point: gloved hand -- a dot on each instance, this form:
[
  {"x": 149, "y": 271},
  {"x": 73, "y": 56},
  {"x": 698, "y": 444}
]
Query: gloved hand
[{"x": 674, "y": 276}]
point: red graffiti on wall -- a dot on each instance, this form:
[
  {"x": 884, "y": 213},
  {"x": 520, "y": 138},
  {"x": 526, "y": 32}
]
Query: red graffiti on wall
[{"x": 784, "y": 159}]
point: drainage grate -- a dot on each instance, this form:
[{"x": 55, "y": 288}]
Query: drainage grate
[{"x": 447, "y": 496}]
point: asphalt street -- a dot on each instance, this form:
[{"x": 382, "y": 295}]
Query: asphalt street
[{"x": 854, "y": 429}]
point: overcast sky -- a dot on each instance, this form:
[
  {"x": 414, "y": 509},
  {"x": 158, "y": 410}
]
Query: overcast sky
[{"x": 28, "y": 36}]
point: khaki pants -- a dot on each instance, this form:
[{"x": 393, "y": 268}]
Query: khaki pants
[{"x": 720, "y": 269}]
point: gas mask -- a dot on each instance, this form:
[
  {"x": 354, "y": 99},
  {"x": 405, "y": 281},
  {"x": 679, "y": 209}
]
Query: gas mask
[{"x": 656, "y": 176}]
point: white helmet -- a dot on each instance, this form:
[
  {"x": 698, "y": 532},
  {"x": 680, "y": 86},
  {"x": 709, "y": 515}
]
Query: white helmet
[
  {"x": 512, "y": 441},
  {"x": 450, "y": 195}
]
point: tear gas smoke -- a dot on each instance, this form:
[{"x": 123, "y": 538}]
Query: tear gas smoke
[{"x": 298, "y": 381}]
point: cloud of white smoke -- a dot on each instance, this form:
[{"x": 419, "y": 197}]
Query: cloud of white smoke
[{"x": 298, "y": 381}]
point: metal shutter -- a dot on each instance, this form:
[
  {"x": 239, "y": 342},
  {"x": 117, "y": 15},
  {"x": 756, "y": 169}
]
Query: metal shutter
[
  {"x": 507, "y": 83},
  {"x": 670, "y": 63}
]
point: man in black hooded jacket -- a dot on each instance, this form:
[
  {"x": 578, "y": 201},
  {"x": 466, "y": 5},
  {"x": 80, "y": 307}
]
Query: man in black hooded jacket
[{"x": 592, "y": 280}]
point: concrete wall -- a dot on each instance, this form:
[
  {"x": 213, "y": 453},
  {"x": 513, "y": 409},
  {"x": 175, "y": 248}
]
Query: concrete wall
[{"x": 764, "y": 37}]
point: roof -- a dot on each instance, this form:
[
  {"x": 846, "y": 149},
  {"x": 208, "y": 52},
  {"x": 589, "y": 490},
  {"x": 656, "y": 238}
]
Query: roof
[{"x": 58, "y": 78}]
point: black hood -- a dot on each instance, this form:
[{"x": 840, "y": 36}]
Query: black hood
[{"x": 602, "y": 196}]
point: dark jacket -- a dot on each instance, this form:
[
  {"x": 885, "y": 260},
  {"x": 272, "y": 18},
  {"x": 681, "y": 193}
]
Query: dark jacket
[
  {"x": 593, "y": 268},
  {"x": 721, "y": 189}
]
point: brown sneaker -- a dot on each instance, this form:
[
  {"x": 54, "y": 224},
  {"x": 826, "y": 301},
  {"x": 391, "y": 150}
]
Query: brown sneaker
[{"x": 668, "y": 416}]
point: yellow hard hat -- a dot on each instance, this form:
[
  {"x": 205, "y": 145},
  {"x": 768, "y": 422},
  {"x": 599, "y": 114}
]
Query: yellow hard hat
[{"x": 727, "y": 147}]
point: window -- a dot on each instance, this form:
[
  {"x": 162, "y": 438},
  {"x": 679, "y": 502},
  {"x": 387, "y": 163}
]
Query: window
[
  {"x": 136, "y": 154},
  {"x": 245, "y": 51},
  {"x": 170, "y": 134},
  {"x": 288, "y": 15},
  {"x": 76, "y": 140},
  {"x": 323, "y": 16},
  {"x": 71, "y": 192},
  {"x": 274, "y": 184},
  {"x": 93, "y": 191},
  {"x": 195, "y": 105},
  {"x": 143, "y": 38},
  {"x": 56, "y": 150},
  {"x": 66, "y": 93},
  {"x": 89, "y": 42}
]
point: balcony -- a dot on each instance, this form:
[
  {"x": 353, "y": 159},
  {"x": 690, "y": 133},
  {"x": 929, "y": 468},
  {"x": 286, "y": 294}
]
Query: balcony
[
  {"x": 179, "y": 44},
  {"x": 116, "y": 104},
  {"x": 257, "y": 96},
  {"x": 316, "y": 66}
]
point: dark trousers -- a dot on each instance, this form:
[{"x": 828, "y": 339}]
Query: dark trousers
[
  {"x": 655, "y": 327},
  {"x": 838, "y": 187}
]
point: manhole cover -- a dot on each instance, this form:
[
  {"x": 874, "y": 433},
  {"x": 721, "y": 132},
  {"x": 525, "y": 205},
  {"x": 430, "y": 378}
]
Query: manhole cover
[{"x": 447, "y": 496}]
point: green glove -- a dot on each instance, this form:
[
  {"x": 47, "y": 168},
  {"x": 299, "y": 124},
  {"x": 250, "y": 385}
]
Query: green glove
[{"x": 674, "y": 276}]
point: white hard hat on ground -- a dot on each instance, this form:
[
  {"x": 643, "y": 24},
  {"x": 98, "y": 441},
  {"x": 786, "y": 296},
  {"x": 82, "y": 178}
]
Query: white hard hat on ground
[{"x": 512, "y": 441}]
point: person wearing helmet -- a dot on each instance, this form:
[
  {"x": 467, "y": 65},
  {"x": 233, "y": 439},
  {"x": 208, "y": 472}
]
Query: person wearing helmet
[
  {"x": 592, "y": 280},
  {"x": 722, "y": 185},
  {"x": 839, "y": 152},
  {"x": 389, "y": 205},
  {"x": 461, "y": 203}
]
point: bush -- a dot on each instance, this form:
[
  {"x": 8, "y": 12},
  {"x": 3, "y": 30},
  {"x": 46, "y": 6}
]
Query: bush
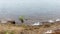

###

Directions: Filter the records above, keeping only the lines that contain the word "balcony", and copy each of those lines in full.

Output of the exercise:
point: balcony -- a dot on each instance, this form:
Query: balcony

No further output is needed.